Exercise is a very important tool in flu prevention. When you exercise, the hormones you generate improve your immune system function. The more aerobic exercise you get, the stronger your heart and lungs become, and the better prepared you are to fight germs.
The more strength-building, weight-bearing, and endurance exercises you perform, the more likely you are to break the back of any flu or other virus coming your way.
Remember that you do need to be careful about doing too much. Overexercising may hurt you more than help you because it can drain you and produce a countereffect of lowering your immune resistance.
So listen to your body. If you are tired, it’s more important to sleep than to exercise. If you are jet-lagged, it’s more important to do 30 minutes of exercise to help you adjust to the right time zone.
Take a shower as soon as you are done exercising so you don’t sit in sweaty clothes and get cold. The warm shower will improve your immune system’s function and increase the benefits of exercise.
Also, be sure to eat protein and a vegetable high in beneficial fat (like avocado) within 30 minutes of exercising so your body doesn’t get depleted and become vulnerable to sickness. If you get the flu, skip exercising altogether until you have no fever for an entire day, then start back slowly.
This no exercise rule also applies to yoga, which may feel gentler than running or brisk walking but is still strenuous exercise.

■ ■ ■

What is being asked
Copy out the passage on exercise and flu prevention word for word, starting at "So listen to" and ending at "right time zone.".

Provided data
■ ■ ■

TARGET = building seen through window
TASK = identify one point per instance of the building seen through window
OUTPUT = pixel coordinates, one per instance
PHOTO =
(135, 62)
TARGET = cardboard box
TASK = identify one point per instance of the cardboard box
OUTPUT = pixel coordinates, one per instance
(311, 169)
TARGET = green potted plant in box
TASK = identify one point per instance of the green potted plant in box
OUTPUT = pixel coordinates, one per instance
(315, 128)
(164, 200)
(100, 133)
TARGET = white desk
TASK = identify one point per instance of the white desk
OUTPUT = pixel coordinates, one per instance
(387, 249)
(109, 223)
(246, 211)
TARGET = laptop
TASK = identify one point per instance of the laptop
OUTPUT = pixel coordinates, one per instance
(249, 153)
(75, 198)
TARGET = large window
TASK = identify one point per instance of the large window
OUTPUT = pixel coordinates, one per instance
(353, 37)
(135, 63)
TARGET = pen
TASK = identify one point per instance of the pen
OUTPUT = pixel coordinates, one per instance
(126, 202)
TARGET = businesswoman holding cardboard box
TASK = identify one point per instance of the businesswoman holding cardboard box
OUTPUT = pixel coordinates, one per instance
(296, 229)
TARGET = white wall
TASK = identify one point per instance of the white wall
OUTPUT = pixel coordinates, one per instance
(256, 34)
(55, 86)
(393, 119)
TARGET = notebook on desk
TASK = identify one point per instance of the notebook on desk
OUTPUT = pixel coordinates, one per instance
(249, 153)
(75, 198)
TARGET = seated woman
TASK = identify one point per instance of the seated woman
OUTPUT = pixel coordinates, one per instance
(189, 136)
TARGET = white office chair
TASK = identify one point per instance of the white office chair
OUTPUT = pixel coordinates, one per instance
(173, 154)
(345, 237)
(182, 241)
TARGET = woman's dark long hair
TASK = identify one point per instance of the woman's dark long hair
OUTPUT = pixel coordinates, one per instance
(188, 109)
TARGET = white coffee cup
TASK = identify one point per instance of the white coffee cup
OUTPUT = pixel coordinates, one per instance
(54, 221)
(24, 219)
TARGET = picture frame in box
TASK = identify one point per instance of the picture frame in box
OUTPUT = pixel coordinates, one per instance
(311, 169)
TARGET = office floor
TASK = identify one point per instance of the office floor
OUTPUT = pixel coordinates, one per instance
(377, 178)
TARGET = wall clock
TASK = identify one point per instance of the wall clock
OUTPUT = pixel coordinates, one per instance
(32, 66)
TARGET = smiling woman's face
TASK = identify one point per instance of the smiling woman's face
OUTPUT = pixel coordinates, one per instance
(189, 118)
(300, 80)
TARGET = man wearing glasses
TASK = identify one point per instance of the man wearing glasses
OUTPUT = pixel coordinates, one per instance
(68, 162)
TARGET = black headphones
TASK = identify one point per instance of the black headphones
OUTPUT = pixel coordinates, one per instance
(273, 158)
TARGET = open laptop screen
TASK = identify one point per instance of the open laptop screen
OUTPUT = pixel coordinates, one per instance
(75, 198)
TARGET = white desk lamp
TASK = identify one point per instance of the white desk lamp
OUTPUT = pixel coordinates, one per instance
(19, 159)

■ ■ ■

Response
So listen to your body. If you are tired, it’s more important to sleep than to exercise. If you are jet-lagged, it’s more important to do 30 minutes of exercise to help you adjust to the right time zone.